__Given records__:

- - -

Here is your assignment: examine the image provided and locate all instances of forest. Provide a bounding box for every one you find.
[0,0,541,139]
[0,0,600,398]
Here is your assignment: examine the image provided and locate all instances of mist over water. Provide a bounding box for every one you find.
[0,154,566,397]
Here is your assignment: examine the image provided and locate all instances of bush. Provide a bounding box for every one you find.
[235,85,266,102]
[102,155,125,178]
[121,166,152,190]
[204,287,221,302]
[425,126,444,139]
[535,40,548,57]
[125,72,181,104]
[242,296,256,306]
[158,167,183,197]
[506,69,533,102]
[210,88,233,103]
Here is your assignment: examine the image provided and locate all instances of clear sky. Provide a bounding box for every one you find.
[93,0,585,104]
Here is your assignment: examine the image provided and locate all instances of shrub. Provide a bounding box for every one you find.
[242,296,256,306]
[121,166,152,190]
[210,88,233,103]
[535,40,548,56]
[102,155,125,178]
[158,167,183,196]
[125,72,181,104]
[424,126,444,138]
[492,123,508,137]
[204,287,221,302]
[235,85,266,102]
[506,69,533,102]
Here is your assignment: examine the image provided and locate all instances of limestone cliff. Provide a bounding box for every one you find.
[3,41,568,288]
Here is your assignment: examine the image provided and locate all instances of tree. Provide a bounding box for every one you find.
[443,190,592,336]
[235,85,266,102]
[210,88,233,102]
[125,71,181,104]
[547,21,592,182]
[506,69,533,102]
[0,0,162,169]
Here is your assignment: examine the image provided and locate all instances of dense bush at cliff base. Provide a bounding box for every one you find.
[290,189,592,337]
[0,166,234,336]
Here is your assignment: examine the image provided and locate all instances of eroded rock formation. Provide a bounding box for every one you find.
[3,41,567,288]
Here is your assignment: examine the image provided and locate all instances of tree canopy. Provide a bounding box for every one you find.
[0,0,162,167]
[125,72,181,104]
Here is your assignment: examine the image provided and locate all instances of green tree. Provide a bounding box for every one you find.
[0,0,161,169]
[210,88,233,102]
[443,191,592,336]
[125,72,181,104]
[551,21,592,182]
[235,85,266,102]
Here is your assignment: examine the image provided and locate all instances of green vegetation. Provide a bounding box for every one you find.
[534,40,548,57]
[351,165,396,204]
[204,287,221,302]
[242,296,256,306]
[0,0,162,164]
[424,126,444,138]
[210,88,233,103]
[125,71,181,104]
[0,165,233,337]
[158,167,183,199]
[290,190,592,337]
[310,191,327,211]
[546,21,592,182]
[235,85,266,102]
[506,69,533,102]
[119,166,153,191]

- - -

__Given task__:
Write out every line of the data above as a numbered list, leaving out any blank lines.

__Reply__:
1. Here is your assignment: examine the image provided and locate all instances of forest. Provide a bounding box for every one you find.
2. [0,0,541,139]
3. [0,0,600,398]
4. Here is your assignment: examine the image provided and locate all instances of mist over water. Provide a bounding box for every one you find.
5. [0,154,566,397]
6. Here is your assignment: examine the image provided and locate all instances of bush. Provide a bounding box for every one you find.
7. [235,85,266,102]
8. [102,155,125,178]
9. [121,166,152,190]
10. [204,287,221,302]
11. [425,126,444,139]
12. [535,40,548,57]
13. [125,72,181,104]
14. [242,296,256,306]
15. [158,167,183,197]
16. [506,69,533,102]
17. [210,88,233,103]
18. Here is your assignment: examine the image provided and locate all instances of clear sky. Provide a bounding box for every one you find.
19. [93,0,585,104]
20. Here is your assignment: examine the image provided and locate all instances of shrub. Provide a bounding box for every one you find.
21. [242,296,256,306]
22. [121,166,152,190]
23. [210,88,233,103]
24. [535,40,548,56]
25. [102,155,125,178]
26. [158,167,183,196]
27. [125,72,181,104]
28. [424,126,444,138]
29. [492,123,508,137]
30. [204,287,221,302]
31. [235,85,266,102]
32. [506,69,533,102]
33. Here is your assignment: examine the image provided and locate all instances of limestone cliff. Provide a bounding box for every one you find.
34. [3,41,568,288]
35. Here is your assignment: examine the image provided and locate all instances of tree. Provide a bounding box for every one you find.
36. [443,190,592,336]
37. [235,85,266,102]
38. [210,88,233,102]
39. [125,71,181,104]
40. [547,21,592,182]
41. [506,69,533,102]
42. [0,0,162,169]
43. Here is your assignment: examine the image provided and locate all instances of dense bush at cliff base. Provide a bounding box for every one you find.
44. [290,189,592,337]
45. [0,166,234,336]
46. Here is your assignment: examine the image provided and locate all instances of eroded rock formation. Provide a bounding box for every one you find.
47. [3,41,567,288]
48. Here is your assignment: examine the image provided and locate all instances of tree canopy. Provide a bounding box for every one you find.
49. [0,0,162,167]
50. [125,72,181,104]
51. Here is your assignment: examine the image provided and locate all instances of green tree. Provide a bounding box for every one you find.
52. [0,0,161,169]
53. [210,88,233,102]
54. [443,191,592,336]
55. [125,72,181,104]
56. [551,21,592,182]
57. [235,85,266,102]
58. Here is your assignment: examine the image provided and locate all instances of green vegetation. Provide a bounding box for every one you find.
59. [534,40,548,57]
60. [351,165,396,204]
61. [204,287,221,302]
62. [242,296,256,306]
63. [0,0,162,164]
64. [424,126,444,138]
65. [210,88,233,103]
66. [125,71,181,104]
67. [0,165,233,337]
68. [158,167,183,199]
69. [290,190,592,337]
70. [310,191,327,211]
71. [546,21,592,182]
72. [235,85,266,102]
73. [506,69,533,102]
74. [119,166,153,191]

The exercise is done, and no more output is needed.